**Exercise objective**
Repeat everything from the line containing "--target dark rock" down to the line containing "M 283 83 L 282", swapping "evenodd" for "nonzero" and leaving everything else unchanged.

****************

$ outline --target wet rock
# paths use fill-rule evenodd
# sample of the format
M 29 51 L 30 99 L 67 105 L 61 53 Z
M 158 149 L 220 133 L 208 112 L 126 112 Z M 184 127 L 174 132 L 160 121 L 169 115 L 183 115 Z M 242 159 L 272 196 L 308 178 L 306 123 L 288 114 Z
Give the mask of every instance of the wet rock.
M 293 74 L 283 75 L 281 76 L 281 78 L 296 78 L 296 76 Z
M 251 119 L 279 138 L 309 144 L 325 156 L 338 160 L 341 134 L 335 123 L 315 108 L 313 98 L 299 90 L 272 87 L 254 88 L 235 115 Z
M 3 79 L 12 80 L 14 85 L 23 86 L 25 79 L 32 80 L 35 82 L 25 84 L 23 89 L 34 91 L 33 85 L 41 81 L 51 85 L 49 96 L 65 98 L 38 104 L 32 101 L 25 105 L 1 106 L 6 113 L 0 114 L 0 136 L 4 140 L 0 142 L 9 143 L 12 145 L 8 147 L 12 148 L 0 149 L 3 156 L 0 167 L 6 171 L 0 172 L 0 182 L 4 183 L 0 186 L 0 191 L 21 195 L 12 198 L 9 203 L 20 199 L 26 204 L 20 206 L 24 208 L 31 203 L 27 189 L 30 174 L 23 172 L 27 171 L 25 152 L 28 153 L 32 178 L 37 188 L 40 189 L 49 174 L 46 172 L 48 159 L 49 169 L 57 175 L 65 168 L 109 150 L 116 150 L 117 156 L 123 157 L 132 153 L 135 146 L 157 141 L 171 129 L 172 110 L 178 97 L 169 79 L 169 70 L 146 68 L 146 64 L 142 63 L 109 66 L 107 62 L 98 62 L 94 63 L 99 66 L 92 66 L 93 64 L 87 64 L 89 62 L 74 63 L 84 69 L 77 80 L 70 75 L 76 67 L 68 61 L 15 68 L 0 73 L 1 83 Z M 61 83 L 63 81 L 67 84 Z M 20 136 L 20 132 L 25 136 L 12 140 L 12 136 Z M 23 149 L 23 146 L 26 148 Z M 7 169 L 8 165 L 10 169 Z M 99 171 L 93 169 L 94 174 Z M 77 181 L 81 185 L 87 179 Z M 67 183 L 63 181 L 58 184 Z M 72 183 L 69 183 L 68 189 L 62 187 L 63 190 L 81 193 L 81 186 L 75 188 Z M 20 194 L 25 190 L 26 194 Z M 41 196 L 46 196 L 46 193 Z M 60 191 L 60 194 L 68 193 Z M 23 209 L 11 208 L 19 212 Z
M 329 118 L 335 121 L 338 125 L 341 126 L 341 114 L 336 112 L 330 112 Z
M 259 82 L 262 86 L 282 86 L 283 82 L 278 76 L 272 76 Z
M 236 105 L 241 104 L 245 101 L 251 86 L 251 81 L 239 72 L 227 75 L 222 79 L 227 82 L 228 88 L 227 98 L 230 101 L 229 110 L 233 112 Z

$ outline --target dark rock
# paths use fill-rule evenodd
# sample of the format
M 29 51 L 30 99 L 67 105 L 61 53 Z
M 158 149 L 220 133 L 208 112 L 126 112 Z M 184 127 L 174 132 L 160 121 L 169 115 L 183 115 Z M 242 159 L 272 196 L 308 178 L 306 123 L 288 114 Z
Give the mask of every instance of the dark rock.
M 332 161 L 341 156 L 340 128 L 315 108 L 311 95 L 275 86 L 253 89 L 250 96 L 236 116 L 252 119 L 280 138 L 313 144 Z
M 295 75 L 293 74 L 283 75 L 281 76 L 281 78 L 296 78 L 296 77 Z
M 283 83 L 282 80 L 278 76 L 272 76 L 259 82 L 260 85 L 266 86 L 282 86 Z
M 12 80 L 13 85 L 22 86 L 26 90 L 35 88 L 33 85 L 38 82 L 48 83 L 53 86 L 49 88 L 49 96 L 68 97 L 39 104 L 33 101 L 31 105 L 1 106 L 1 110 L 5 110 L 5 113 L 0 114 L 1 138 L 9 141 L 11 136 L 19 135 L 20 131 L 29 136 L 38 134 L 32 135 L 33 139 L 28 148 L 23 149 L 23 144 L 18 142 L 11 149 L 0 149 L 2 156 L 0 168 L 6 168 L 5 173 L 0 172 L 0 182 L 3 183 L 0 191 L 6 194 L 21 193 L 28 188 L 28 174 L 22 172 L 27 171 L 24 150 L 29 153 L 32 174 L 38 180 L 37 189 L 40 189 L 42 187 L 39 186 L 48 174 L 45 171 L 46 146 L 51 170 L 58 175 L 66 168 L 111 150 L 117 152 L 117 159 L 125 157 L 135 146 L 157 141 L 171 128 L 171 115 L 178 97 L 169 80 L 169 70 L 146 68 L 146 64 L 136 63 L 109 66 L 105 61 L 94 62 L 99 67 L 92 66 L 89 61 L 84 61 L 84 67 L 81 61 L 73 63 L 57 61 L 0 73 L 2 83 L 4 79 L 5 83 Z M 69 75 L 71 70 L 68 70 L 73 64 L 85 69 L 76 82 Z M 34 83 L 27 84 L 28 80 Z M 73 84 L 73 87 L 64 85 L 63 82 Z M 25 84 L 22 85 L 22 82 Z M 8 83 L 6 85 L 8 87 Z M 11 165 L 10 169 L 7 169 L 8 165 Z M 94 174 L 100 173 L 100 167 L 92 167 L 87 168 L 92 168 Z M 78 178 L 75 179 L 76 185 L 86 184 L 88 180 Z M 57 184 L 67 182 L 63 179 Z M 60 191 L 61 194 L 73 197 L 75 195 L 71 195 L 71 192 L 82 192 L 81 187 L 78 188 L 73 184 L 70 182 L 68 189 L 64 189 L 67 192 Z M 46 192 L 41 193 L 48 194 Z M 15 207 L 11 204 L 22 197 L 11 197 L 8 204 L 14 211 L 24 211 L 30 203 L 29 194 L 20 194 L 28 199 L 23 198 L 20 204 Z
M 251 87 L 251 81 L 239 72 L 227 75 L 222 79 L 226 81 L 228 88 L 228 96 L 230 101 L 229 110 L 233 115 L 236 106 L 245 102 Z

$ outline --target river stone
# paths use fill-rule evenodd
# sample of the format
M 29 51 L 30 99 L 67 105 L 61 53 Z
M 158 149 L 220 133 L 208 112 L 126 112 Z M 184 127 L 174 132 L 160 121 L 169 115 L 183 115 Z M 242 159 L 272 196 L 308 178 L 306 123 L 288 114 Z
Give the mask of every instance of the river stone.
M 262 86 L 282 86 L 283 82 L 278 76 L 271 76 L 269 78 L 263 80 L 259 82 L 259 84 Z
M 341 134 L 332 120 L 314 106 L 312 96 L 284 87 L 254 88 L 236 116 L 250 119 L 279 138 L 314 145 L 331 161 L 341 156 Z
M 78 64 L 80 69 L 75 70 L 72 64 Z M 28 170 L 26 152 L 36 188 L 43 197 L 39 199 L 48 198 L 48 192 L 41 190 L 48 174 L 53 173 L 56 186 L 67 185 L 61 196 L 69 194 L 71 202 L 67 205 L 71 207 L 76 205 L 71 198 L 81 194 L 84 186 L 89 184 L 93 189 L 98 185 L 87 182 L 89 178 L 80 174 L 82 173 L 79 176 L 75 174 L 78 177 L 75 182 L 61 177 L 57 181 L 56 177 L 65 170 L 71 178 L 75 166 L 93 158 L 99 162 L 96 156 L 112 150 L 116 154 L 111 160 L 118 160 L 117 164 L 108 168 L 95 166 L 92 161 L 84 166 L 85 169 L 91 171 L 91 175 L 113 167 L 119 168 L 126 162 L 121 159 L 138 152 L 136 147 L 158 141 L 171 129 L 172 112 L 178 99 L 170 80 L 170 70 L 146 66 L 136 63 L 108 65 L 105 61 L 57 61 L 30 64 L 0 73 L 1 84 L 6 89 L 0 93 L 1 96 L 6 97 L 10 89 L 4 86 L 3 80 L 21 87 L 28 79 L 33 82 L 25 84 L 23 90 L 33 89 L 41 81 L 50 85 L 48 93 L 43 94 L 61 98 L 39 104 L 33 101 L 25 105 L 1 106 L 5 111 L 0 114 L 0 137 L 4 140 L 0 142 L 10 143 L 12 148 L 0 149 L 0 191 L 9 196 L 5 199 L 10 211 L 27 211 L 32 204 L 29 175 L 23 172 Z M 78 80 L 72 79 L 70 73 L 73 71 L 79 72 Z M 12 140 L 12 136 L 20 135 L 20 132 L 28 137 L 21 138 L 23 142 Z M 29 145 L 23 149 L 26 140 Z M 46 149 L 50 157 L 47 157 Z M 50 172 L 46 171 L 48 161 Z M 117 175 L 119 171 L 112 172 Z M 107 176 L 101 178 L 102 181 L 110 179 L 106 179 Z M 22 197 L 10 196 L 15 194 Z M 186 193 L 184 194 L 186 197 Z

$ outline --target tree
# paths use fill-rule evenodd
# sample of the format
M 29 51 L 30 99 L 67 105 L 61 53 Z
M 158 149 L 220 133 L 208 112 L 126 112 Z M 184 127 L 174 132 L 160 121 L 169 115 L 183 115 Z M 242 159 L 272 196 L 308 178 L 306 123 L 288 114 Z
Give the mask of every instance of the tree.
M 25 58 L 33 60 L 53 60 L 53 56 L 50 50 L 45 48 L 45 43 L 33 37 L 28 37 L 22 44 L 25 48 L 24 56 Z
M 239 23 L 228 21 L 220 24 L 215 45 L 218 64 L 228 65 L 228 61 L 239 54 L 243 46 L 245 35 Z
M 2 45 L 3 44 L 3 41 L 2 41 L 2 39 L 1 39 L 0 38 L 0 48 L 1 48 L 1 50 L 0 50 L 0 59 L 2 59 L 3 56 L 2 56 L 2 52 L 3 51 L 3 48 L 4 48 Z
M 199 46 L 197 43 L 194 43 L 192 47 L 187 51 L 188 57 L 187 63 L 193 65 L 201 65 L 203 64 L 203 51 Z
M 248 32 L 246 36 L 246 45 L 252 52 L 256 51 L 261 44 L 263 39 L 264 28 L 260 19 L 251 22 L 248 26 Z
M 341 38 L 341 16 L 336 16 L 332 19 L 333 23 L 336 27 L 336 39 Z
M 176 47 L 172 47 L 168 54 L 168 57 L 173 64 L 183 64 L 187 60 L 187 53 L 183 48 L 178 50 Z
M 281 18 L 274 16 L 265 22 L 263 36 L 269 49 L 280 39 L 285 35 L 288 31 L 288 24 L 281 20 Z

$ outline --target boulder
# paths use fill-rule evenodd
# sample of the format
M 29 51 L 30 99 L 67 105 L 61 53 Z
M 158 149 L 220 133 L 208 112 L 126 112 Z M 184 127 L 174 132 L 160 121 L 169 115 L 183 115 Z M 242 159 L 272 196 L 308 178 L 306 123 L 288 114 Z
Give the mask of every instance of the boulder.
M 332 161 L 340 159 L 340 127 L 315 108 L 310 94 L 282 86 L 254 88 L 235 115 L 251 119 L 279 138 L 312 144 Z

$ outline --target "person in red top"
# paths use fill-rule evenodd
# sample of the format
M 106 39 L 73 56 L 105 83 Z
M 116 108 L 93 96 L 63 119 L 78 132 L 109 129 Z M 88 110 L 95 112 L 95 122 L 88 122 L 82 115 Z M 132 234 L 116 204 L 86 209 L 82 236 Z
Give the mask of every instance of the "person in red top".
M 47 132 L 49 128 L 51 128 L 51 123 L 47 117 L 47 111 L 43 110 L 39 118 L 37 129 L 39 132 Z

****************

**Reply**
$ outline --target dark rock
# paths use fill-rule nonzero
# sample of the format
M 29 51 L 30 99 L 67 105 L 61 53 Z
M 158 149 L 220 133 L 208 112 L 126 112 Z M 184 127 L 174 132 L 160 121 L 169 115 L 183 115 Z M 242 159 L 272 196 L 308 178 L 306 123 L 288 114 Z
Give the mask of every instance of the dark rock.
M 332 161 L 341 156 L 340 128 L 315 108 L 311 95 L 275 86 L 253 89 L 250 96 L 236 116 L 252 119 L 280 138 L 313 144 Z
M 295 75 L 293 74 L 283 75 L 281 76 L 281 78 L 296 78 L 296 77 Z
M 283 83 L 282 80 L 278 76 L 272 76 L 259 82 L 260 85 L 266 86 L 282 86 Z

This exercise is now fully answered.